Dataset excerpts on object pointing
****************************************
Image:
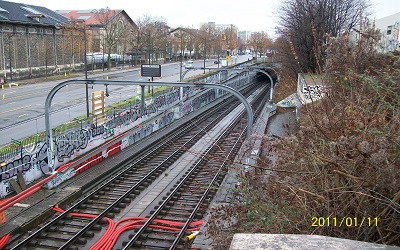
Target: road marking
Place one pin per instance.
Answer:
(11, 110)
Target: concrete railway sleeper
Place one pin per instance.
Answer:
(81, 225)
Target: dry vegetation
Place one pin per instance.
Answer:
(344, 161)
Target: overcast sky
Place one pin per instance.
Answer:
(252, 15)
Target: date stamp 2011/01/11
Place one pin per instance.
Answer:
(344, 222)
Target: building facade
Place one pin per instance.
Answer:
(38, 42)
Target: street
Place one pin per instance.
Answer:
(22, 107)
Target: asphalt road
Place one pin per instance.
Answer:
(22, 107)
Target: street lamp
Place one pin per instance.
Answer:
(9, 52)
(58, 26)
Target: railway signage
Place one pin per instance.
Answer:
(151, 70)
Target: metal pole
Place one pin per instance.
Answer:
(85, 62)
(9, 51)
(49, 98)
****************************************
◆ **What is needed**:
Reproduce verbatim the lines of the records from the line containing "Target: metal pole" through the end of the records, both ends included.

◆ **Reply**:
Target: metal pole
Place one pin per instance.
Answer:
(85, 62)
(9, 51)
(49, 98)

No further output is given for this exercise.